Problem to solve »
Could you reproduce the line where "negative clicks: (18, 164) (4, 173)" occurs and all lines after it in the listing below, through the final one, without changing anything?

The input »
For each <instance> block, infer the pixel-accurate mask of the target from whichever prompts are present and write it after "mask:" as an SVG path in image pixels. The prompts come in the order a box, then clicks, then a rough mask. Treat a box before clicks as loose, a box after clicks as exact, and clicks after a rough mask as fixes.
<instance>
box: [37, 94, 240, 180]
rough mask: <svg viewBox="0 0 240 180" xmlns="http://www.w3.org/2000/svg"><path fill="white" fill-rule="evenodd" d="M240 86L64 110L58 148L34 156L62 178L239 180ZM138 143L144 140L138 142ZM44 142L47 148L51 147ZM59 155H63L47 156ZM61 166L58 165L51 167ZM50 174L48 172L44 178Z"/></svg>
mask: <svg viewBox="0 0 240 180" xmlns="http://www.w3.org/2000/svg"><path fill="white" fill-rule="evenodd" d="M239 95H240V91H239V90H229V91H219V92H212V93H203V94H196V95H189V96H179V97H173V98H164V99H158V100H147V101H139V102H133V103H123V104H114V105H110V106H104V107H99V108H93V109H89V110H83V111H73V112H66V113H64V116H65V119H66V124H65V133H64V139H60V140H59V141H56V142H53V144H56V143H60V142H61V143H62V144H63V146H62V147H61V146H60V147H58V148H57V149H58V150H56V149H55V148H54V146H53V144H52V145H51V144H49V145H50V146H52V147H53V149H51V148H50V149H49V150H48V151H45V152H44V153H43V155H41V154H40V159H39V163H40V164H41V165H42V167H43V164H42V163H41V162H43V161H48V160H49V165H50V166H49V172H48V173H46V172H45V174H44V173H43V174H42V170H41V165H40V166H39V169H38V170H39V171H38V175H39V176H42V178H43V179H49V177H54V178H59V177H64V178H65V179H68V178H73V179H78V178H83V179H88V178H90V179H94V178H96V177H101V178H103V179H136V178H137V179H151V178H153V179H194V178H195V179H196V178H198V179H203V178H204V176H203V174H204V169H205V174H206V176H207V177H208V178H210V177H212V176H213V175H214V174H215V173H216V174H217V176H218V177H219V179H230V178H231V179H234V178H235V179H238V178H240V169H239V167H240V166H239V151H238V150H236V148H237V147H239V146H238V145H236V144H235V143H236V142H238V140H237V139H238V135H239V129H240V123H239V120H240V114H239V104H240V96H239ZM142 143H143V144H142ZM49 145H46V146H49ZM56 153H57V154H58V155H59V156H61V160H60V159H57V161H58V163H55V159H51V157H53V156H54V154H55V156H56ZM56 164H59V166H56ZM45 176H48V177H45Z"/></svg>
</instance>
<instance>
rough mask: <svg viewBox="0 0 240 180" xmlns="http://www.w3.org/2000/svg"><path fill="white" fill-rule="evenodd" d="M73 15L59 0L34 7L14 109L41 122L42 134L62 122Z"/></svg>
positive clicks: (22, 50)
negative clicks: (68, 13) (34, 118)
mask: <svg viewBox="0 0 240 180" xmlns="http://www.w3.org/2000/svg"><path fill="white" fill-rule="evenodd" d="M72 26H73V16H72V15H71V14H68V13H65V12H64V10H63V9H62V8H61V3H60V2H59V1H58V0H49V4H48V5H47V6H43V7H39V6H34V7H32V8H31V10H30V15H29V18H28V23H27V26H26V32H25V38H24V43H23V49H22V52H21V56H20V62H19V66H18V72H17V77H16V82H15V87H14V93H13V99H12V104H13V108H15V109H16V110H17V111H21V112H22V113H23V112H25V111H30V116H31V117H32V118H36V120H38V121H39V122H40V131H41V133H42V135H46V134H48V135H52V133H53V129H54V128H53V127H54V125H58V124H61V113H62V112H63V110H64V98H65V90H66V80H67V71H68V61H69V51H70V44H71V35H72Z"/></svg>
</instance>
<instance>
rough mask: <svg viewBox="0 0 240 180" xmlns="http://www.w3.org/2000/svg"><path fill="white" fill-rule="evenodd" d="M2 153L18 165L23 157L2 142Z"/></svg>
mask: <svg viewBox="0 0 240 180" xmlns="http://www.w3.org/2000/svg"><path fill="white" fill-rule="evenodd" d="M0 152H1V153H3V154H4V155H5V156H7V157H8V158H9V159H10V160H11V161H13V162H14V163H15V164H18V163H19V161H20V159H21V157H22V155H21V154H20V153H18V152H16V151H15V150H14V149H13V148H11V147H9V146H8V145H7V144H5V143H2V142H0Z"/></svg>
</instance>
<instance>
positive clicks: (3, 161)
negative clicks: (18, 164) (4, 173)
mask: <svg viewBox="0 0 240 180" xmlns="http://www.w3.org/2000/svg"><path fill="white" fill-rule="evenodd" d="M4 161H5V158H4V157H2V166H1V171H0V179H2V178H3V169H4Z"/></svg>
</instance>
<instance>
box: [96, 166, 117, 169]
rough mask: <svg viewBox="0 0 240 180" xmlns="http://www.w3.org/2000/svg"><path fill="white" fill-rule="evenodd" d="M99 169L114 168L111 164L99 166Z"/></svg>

Your solution »
negative clicks: (18, 164) (4, 173)
mask: <svg viewBox="0 0 240 180" xmlns="http://www.w3.org/2000/svg"><path fill="white" fill-rule="evenodd" d="M4 161H5V158H4V157H2V166H1V171H0V179H2V178H3V169H4Z"/></svg>
</instance>
<instance>
box: [96, 166, 117, 169]
rough mask: <svg viewBox="0 0 240 180" xmlns="http://www.w3.org/2000/svg"><path fill="white" fill-rule="evenodd" d="M99 169L114 168L111 164L99 166Z"/></svg>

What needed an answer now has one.